TEXTE À LIRE
━━━━━━━━━━━━━━━━━━━━━━━━━━━━━━
On se préparait. Un coup de peigne, pas besoin de chapeau, c’était le quartier. Le paquet de cigarettes pour la fumée personnelle, aussi. On allait y prendre notre ration d’images, comme tout le monde, autour de la sonnette qui tremblotait au coin de la rue, dans les illuminations et les affiches en couleur. Oubli ou culture ? Remplissage ou vidage des méninges ? On savait pas trop. Le mieux était de ne pas se poser de questions, c’était mauvais pour nous, les questions. On allait au ciné s’abrutir, comme dit l’autre, et on aimait bien ça. S’abrutir, se faire malaxer des grands coups, tout ce qu’on veut, ça donner toujours une raison à la vie. Et merde !
– Deux à quatre francs .
On entrait déjà avec des habitudes, nos places à nous, vieux de fins de journée. Il y avait beaucoup de couples et mêmes les moutards aussi qu’il fallait bien caser quelque part. On avait toujours un petit quelqu’un à qui faire signe et puis on attendait.
– T’es bien mon chou ? Tu vas bien voir ? Le gros type, là, il ne va pas te gêner ?
━━━━━━━━━━━━━━━━━━━━━━━━━━━━━━
[Entrées de pointage d'objets étiquetés]

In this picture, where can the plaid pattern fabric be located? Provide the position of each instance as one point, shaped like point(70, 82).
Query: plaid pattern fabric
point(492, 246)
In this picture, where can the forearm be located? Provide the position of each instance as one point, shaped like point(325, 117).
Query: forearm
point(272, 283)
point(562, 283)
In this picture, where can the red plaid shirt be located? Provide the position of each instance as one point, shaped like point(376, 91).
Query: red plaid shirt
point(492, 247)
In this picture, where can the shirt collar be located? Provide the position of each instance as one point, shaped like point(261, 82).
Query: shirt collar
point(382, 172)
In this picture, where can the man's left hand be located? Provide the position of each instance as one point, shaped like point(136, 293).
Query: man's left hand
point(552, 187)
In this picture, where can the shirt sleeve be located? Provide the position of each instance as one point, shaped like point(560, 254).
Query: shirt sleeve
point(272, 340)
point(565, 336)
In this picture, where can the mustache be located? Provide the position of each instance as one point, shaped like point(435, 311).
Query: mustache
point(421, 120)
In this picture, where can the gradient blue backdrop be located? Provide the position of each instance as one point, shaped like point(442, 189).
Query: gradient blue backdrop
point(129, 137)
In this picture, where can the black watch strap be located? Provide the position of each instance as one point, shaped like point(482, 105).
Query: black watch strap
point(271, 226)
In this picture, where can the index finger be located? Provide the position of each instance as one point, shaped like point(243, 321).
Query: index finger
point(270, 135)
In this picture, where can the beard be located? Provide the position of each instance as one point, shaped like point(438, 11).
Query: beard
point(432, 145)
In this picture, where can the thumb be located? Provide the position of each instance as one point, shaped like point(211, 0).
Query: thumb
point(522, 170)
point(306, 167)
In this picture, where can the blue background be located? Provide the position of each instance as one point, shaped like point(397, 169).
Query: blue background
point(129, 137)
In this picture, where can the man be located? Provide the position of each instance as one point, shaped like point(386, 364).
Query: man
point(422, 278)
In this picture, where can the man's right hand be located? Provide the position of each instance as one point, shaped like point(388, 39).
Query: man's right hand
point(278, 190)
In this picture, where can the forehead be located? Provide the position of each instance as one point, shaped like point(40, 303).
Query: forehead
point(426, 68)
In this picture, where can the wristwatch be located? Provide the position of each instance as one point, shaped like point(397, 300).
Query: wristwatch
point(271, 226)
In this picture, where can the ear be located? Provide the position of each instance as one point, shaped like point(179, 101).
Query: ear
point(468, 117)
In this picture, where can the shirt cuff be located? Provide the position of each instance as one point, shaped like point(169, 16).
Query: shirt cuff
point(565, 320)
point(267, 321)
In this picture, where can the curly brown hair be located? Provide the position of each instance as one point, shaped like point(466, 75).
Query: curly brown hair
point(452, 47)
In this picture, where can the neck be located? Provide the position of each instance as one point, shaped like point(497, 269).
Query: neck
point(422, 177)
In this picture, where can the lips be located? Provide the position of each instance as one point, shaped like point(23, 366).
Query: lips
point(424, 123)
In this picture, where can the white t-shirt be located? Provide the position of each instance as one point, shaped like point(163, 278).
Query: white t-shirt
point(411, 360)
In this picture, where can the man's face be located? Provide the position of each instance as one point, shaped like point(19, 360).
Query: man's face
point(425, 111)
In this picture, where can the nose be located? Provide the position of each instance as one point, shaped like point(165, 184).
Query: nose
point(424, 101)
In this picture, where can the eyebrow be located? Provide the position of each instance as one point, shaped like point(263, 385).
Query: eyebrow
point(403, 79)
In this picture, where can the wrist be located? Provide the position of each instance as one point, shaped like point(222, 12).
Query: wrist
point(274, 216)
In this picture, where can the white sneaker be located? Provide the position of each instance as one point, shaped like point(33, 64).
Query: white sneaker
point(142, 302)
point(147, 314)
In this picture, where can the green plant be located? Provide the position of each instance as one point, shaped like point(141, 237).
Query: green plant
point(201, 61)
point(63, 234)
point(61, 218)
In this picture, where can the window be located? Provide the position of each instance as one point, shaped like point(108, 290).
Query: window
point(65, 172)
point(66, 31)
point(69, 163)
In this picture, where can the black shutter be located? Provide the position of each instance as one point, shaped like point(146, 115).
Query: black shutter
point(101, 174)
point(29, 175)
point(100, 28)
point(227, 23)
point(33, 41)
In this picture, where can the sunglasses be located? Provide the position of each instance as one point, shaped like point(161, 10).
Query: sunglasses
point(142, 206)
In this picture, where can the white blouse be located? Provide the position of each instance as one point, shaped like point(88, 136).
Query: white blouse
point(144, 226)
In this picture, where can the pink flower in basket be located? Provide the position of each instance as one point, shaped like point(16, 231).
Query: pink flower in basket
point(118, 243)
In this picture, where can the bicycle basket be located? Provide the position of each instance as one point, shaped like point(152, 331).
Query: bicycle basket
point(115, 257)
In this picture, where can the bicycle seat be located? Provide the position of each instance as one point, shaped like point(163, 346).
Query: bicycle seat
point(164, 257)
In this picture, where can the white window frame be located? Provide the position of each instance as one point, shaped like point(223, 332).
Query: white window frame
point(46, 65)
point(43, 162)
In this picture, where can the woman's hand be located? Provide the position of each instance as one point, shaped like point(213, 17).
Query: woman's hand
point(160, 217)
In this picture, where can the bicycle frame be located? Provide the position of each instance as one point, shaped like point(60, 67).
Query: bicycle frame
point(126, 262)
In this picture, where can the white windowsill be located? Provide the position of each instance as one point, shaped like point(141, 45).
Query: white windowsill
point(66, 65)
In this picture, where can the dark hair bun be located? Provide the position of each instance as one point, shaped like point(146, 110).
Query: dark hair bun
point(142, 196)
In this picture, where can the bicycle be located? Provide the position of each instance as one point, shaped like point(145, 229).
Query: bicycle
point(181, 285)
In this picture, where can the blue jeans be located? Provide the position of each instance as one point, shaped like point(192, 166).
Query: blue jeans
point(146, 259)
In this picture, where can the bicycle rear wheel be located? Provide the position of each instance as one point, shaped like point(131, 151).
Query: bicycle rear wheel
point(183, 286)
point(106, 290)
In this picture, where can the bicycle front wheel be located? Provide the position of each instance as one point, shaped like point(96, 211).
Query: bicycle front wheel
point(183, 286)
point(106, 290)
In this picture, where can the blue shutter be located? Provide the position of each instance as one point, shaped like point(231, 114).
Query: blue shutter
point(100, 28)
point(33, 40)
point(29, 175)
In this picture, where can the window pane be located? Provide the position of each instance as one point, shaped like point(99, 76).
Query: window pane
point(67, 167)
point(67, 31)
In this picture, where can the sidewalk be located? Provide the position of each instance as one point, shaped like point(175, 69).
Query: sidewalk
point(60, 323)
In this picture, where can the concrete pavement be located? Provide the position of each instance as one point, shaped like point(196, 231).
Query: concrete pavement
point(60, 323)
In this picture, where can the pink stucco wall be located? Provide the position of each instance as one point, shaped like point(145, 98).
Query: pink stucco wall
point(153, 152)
━━━━━━━━━━━━━━━━━━━━━━━━━━━━━━
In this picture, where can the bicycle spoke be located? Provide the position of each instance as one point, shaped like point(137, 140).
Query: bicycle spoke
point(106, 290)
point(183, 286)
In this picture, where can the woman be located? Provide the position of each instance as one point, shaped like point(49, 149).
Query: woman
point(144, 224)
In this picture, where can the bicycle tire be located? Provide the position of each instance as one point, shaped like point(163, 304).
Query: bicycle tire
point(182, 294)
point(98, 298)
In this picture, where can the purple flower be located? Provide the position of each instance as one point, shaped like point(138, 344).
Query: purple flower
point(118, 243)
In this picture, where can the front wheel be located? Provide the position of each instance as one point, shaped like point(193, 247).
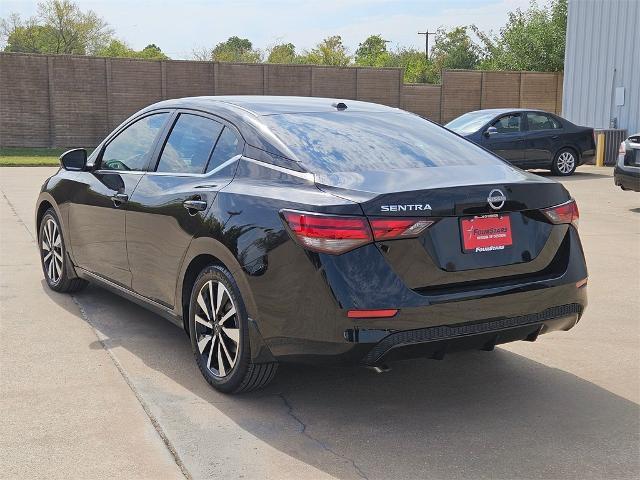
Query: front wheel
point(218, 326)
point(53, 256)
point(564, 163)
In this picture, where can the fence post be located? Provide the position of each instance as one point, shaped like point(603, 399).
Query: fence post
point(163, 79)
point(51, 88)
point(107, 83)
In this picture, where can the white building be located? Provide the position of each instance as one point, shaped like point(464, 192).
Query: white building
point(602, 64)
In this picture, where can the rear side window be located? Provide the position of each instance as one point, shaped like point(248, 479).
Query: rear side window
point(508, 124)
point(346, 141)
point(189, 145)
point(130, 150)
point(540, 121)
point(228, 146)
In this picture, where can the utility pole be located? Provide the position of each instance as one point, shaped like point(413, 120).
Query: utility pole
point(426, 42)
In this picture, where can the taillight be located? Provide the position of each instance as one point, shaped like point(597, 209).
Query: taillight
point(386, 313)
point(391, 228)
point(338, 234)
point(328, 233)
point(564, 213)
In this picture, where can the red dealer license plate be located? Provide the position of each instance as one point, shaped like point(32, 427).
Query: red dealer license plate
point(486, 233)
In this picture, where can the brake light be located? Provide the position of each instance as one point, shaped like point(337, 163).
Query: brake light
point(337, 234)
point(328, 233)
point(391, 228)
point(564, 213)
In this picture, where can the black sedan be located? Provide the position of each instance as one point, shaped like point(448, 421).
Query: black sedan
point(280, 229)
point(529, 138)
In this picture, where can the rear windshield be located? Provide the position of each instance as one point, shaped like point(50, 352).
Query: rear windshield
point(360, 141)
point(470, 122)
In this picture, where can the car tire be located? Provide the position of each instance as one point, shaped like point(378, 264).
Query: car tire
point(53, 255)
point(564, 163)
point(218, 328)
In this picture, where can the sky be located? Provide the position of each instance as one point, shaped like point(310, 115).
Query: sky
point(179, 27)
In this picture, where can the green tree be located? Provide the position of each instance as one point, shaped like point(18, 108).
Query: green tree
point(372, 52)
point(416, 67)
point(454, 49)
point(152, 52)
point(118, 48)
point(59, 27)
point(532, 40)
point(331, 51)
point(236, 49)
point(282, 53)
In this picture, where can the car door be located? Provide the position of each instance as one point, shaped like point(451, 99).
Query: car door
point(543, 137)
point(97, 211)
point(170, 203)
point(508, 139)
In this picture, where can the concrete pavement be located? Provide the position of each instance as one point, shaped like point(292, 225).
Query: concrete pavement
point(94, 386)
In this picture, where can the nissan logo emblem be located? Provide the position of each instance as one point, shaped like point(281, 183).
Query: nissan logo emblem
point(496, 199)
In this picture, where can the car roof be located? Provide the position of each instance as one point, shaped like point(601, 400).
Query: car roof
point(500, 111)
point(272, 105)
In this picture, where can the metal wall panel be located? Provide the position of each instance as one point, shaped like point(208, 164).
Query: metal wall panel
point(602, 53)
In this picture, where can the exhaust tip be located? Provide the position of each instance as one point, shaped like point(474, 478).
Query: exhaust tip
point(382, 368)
━━━━━━━━━━━━━━━━━━━━━━━━━━━━━━
OBJECTIF 1
Présentez sous forme de liste numérotée, sans les lignes vides, la partie du listing qui s'ouvre sur la ligne contenant « In this picture, where can the wrist be » et se ferme sur celle contenant « point(147, 314) », ces deux lignes comprises.
OBJECTIF 2
Poursuivez le texte sur la sortie au cinéma du quartier à partir de sa dernière phrase.

RÉPONSE ATTENDUE 1
1. In this picture, where can the wrist be located? Provide the position of each instance as one point, shaped like point(222, 12).
2. Query: wrist
3. point(274, 216)
4. In this picture, where can the white sneaker be located? Provide the position of each instance as one point, shaped like point(33, 64).
5. Query: white sneaker
6. point(142, 302)
7. point(147, 314)

RÉPONSE ATTENDUE 2
Le patron nous passait des disques au pick-up. Il soignait sa clientèle, le petit patron à moustache de traître qui venait fouiner des fois du côté du contrôle, et cubait sa salle au coup d’oeil comme un grand capitaine de vaisseau, les mains derrière le dos. Consortium ou pas, gérant ou propriétaire, il avait du goût pour choisir ses ouvreuses, des gentilles mômes avec des gentils derrières et des poitrines à hauteur convenable. Chacun fumait pour soi, pour ne pas sentir la fumée aux autres. C’était la chasse aux volutes, chaque nouvelle fois un record d’épaisseur battu, qu’il fallait même attendre un peu pendant les actualités pour voir quand même quelque chose. Il aurait suffi de ne pas fumer, bien sûr, ça manquait d’une grande gueule pas fumeuse dans ce ciné pour prendre la superbe décision. On était assis confortablement dans les petits fauteuils rouges. Ce qui gênait c’était plutôt la chaleur, l’obscure et forte, l’exténuante, qui foutait la sueur au front et aux fesses. Tous en choeur au petit ciné, on macérait, on se dégraissait sur la chemise, dans des rivières de dessous de bras. Sueur, fumée, mélange scientifique, indélébile, l’absolu du parfum, le plus robuste, le repousse-mites.
On communiait la dedans, frères baptistes de passage. »
(pages 109-110, éditions Jean-Jacques Pauvert, Au terrain vague).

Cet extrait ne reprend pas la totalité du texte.